*DOCUMENT SEGMENT:*

DO CHRISTIANS HAVE A RIGHT OR DUTY TO LEAVE AN APOSTATE CHURCH?

 

Eric V. Snow, sermonette, UCG Ann Arbor, March 11, 2005

 

 

In 1887, Charles Haddon Spurgeon, the famous English Baptist minister, “the Prince of Preachers,” had a big problem.  He was the leader of the largest single Baptist congregation in the world, the Metropolitan Tabernacle in London, which could hold 6,000 people, but that didn’t solve his problem.  He and his local church were part of the Baptist Union in Britain.  This larger organization, which had many congregations affiliated with it, had been quietly infiltrated by religious liberals.  Many pastors in it longer believed the Bible was fully infallible and inerrant in its original manuscripts.  They were advocates of higher criticism and the theory of evolution.  A number didn’t believe Jesus’ blood atonement was necessary for salvation.  They denied that Adam and Eve’s sins lead to the downfall of the human race spiritually and cut off this present evil world civilization from God.  Some believed in universal salvation.  They even called justification by faith immoral.  He decidedly to publicly challenge the religious liberals in his own church organization through articles in his church newspaper, The Sword and Trowel.  Soon afterwards, and very reluctantly, he decided to leave his old larger church organization.  This became known as the famous “Down-Grade” controversy, because it was one of the earliest big theological battles between religious liberals and conservative Christians.

*WORKING DATA:*

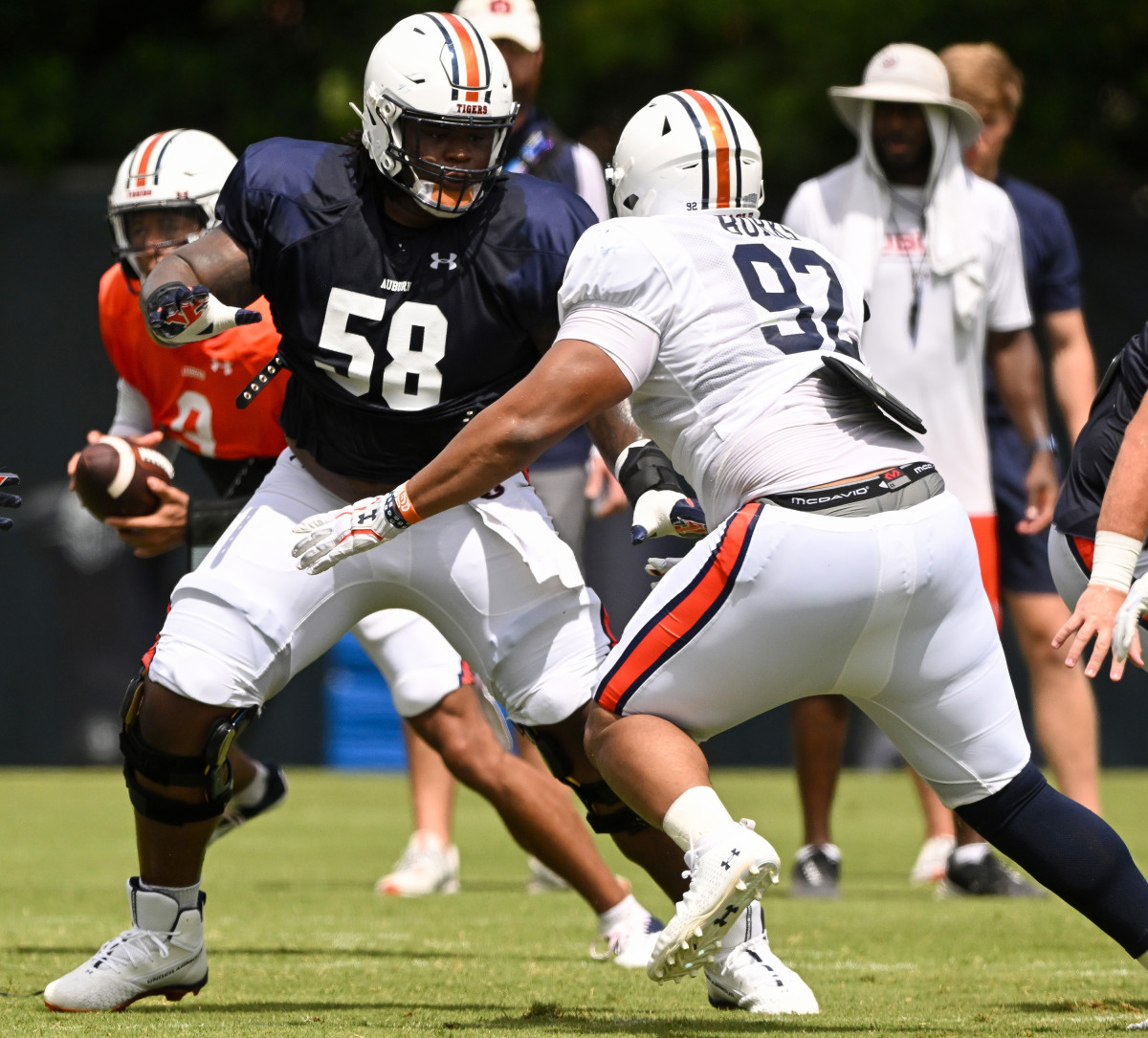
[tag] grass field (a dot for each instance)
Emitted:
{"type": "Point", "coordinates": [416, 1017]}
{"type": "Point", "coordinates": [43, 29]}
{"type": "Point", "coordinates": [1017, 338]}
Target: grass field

*SET TASKS:*
A. Using the sermonette, answer these questions:
(i) How many people could the Metropolitan Tabernacle hold?
(ii) What was the name of the church newspaper in which Spurgeon challenged the religious liberals?
(iii) What name did the controversy become known by?
B. Can you rewrite the entries with "grass field" changed to "meadow" and everything else left the same? Leave out the pictures.

*LIST OF SOLUTIONS:*
A.
(i) 6,000 people
(ii) The Sword and Trowel
(iii) The "Down-Grade" controversy

B.
[tag] meadow (a dot for each instance)
Emitted:
{"type": "Point", "coordinates": [416, 1017]}
{"type": "Point", "coordinates": [43, 29]}
{"type": "Point", "coordinates": [1017, 338]}
Target: meadow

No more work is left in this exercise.